Thursday, December 12, 2024

Obituari Prof Ichlasul Amal


Karena sejumlah teman kesulitan mengakses Obituari Prof Ichlasul Amal yang kutulis di Tempo, terlampir tulisan aslinya. Dilakukan sejumlah penyuntingan oleh redaksi tanpa mengubah inti tulisan. Selamat menyimak, semoga berguna. Matur nuwun.

Rektor Reformasi Itu Berpulang .…

Langit sore di Bulaksumur bermendung tebal tapi hujan tak kunjung turun pada Kamis, 14 November 2024. Barangkali itu penghormatan terakhir bagi Profesor Ichlasul Amal, Rektor Universitas Gadjah Mada (UGM) pada 1998-2002, yang berpulang pada Kamis pukul 02.40 WIB di Rumah Sakit Pondok Indah (RSPI) Jakarta.
+++++
**Daftar Tugas**
A. Terjemahkan kalimat "Dilakukan sejumlah penyuntingan oleh redaksi tanpa mengubah inti tulisan." dari obituari Prof Ichlasul Amal ke dalam bahasa Inggris.
B. Sambung obituari Prof Ichlasul Amal mulai dari kalimat terakhirnya.
Catatan di bawah ini sama sekali tidak dipakai.

**Catatan yang Ditampilkan**
+++++
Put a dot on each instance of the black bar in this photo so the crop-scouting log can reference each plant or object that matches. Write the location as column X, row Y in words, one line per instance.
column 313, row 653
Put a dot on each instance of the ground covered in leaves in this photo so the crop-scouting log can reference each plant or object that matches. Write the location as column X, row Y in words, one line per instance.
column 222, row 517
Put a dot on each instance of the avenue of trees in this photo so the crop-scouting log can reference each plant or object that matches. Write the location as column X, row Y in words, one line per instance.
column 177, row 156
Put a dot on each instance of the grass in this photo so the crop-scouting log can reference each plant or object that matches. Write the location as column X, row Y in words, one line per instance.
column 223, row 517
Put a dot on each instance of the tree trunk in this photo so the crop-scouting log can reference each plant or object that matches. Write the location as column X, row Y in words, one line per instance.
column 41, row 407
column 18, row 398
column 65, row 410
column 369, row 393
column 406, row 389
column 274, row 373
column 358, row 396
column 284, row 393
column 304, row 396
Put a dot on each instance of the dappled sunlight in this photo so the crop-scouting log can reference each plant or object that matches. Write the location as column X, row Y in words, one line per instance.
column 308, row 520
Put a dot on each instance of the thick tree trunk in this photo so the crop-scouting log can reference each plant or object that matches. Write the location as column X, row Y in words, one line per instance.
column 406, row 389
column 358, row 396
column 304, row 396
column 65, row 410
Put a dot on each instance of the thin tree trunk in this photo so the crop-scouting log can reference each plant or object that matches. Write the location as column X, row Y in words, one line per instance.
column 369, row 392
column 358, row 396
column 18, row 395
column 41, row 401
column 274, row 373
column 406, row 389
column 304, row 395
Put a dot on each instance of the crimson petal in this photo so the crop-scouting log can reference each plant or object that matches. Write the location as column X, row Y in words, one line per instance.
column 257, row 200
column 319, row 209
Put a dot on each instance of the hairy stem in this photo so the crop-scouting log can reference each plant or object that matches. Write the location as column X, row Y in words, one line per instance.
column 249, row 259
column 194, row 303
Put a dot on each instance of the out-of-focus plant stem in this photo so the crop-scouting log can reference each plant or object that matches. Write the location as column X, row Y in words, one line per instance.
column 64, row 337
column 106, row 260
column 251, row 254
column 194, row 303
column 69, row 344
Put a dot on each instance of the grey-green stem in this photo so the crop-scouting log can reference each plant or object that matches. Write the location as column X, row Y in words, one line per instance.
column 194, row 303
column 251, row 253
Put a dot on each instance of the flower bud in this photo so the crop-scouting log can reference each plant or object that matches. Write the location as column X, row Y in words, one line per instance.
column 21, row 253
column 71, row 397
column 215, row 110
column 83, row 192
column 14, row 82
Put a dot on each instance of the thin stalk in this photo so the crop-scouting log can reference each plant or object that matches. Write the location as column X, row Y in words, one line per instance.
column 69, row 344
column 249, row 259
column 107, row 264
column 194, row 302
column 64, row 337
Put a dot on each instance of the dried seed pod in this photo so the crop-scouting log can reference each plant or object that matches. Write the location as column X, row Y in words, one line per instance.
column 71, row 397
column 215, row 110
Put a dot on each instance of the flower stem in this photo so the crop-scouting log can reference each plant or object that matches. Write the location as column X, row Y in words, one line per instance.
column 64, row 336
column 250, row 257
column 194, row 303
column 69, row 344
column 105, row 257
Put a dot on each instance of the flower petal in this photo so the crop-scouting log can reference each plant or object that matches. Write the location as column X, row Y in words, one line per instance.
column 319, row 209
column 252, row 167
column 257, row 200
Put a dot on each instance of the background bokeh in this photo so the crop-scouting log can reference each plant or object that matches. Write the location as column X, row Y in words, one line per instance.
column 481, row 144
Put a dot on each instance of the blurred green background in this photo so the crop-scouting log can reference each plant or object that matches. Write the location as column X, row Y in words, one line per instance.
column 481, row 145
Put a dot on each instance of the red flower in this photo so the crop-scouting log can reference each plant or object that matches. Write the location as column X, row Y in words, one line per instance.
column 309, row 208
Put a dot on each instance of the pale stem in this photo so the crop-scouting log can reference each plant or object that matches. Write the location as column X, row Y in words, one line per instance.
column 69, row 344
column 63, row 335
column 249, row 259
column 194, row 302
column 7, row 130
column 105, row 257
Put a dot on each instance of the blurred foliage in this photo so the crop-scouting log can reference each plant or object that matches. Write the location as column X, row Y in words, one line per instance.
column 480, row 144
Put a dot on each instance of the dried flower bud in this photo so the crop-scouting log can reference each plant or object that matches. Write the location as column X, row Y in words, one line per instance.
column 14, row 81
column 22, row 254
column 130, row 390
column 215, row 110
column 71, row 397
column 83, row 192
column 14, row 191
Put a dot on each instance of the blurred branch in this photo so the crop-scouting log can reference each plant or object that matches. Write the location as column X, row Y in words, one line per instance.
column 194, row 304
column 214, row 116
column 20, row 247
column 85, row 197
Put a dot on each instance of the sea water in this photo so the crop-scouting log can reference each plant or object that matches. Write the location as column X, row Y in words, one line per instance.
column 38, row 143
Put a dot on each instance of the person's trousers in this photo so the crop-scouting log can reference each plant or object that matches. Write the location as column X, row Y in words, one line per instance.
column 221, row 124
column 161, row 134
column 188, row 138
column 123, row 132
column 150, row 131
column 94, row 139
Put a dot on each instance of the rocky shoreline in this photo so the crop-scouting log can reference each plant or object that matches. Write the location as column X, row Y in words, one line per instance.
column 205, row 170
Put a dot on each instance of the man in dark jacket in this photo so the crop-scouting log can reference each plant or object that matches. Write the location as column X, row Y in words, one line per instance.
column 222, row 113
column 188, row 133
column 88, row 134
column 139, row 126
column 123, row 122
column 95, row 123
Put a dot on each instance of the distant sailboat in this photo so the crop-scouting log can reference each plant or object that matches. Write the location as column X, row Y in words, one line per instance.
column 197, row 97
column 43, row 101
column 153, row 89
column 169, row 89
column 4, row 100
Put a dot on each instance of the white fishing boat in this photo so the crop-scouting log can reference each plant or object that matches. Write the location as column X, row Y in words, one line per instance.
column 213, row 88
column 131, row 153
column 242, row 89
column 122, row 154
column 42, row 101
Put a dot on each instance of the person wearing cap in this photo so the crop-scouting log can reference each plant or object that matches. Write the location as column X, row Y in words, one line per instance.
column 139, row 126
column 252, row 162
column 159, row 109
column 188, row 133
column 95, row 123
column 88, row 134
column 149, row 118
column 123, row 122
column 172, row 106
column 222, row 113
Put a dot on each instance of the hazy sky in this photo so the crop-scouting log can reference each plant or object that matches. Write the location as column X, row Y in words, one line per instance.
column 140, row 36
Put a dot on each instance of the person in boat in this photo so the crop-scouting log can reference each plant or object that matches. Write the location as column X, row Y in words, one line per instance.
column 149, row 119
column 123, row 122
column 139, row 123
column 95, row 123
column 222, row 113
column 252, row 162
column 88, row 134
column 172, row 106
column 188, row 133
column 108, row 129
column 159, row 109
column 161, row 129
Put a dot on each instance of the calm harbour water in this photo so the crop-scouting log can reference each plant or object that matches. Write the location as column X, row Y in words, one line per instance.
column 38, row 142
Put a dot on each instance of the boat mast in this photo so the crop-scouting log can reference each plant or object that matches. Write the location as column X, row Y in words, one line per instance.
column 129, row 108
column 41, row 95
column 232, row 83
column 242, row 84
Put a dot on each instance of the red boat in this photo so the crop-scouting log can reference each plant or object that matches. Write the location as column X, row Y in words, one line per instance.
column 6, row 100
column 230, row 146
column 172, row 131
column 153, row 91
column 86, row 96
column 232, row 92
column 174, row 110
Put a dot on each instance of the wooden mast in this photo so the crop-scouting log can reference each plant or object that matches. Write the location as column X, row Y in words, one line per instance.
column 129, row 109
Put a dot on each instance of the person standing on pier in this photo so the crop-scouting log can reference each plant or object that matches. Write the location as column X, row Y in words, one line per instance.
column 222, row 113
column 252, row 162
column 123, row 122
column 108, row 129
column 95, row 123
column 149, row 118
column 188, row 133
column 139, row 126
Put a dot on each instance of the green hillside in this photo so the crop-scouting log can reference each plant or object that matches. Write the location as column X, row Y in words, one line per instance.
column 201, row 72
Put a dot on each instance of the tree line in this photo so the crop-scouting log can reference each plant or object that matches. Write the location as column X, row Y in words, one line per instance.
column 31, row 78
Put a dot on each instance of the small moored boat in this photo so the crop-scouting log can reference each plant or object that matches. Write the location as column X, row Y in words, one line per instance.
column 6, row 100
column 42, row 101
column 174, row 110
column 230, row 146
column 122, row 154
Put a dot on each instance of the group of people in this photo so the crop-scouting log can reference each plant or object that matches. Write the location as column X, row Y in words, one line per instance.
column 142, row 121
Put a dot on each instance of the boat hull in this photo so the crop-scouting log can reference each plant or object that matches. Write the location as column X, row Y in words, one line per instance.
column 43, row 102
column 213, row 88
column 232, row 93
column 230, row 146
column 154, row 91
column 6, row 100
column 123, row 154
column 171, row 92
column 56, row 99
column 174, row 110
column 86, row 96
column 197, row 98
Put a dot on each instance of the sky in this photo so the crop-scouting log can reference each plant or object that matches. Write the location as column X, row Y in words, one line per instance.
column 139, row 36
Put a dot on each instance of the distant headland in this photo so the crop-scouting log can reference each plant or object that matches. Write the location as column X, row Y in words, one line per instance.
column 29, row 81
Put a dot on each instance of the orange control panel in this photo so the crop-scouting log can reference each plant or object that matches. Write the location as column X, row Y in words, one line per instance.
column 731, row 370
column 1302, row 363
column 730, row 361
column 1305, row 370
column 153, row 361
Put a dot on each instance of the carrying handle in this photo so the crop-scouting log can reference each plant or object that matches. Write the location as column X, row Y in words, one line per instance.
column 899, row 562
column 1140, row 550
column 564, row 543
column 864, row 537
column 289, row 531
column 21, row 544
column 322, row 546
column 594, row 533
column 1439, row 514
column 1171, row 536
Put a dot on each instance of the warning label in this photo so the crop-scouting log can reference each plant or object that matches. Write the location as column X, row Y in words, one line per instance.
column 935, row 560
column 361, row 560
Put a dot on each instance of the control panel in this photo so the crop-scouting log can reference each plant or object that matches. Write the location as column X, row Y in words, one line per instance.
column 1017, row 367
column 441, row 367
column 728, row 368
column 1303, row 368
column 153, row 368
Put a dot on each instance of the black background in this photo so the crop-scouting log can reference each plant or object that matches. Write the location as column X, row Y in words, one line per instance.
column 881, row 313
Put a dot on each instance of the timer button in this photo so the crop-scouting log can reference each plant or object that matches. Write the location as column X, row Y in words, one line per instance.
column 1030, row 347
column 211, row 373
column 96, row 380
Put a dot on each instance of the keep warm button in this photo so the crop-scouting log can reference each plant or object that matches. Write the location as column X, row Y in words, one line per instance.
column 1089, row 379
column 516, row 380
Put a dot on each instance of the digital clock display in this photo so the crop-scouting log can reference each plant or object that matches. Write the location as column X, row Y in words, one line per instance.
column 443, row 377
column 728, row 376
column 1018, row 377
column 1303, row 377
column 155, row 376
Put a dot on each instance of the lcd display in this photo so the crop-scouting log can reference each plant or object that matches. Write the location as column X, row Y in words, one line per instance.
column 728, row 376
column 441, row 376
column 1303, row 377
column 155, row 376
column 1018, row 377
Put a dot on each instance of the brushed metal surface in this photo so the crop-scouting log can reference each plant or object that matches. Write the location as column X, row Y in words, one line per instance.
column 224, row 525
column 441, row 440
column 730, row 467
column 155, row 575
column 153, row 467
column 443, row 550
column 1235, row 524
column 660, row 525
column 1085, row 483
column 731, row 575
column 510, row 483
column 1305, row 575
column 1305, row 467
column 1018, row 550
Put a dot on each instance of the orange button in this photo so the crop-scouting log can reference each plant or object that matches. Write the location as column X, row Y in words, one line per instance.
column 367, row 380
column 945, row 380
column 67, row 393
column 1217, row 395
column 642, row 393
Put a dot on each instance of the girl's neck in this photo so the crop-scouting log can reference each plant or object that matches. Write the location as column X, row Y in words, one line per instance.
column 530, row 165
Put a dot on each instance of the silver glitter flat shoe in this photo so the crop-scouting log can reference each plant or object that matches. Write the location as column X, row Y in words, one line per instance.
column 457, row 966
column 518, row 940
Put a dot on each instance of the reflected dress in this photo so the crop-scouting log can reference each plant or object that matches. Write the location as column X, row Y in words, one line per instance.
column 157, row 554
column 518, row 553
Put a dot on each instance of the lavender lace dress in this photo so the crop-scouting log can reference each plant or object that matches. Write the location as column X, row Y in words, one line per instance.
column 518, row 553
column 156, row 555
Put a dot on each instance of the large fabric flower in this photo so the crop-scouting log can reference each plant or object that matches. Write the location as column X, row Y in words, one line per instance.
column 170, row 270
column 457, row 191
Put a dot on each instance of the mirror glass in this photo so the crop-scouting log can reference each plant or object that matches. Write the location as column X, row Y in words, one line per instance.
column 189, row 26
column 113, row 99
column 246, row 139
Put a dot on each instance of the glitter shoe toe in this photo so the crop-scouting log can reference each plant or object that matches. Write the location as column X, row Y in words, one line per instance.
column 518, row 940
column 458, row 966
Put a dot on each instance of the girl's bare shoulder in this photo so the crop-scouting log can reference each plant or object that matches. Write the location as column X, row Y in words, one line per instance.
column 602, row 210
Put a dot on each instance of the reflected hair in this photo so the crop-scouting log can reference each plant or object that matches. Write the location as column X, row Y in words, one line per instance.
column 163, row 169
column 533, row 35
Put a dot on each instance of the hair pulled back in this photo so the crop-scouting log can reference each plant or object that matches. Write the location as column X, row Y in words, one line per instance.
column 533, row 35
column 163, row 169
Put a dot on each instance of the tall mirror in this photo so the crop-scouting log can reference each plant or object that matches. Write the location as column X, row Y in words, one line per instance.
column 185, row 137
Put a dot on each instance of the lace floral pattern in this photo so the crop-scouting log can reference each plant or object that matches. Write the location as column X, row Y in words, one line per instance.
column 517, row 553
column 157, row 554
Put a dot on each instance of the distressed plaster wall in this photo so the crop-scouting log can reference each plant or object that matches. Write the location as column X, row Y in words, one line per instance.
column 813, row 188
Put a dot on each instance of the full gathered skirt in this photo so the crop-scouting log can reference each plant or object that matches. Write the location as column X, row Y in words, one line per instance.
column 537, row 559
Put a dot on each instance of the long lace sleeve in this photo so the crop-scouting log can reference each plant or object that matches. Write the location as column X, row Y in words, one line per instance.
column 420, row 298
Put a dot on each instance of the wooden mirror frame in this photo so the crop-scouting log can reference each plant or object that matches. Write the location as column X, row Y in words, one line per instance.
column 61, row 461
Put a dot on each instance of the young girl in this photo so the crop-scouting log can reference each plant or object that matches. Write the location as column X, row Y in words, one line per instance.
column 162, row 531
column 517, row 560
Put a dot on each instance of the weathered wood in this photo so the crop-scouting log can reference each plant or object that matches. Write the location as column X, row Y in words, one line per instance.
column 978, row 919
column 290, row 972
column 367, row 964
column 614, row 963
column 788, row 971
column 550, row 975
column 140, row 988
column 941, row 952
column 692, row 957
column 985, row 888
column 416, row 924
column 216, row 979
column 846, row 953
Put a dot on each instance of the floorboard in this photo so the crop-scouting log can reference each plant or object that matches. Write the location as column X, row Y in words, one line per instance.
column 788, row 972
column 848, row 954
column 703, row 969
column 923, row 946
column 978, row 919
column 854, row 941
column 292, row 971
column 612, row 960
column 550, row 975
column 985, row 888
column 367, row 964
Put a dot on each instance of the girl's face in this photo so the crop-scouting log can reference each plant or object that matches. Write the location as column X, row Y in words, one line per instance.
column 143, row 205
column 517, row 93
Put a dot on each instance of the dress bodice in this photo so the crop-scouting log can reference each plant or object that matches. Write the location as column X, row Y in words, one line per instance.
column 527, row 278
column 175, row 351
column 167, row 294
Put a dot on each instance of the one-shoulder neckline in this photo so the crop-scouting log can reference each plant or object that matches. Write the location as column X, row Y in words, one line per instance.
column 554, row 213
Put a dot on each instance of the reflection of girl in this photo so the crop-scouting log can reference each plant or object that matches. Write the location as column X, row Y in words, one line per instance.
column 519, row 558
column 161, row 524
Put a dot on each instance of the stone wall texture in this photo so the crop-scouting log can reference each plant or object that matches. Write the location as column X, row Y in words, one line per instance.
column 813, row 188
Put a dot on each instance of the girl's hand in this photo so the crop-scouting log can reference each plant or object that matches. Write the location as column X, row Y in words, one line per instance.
+++++
**Hasil Akhir**
A. The editors made a number of edits without changing the core of the piece.

B.
Setiba jenazah di Yogyakarta, seusai dibawa ke rumah duka di Sawit Sari dan dishalatkan di Masjid Kampus UGM, upacara penghormatan terakhir bagi almarhum dihelat di Balairung UGM pada pukul 15.40 WIB. Sekitar dua ratusan orang hadir menyampaikan duka, doa dan rasa hormat yang dalam, termasuk para murid, sahabat dan rekan sejawat beliau seperti Sofian Effendi (Rektor UGM 2002-2007) dan Mohtar Mas’oed (Dekan Fisipol UGM 2004-2008).

Mohtar Mas'oed, Ichlasul Amal, dan Sofian Effendi.

Dalam sambutan mewakili keluarga yang disampaikan oleh Titan Hermawan, menantunya, disampaikan bahwa Pak Amal, demikian beliau lazim dipanggil, sebenarnya tergolong sehat untuk usianya yang tahun ini mengancik angka 82. Bahkan, belakangan beliau acap pergi dari Yogya ke Jakarta untuk menjenguk anak dan cucu bermobil, sambil berwisata kuliner sepanjang perjalanan. Lazimnya ia ditemani sopir dan istri tercinta, Ery Haryati, adik kelasnya saat berkuliah di UGM dulu.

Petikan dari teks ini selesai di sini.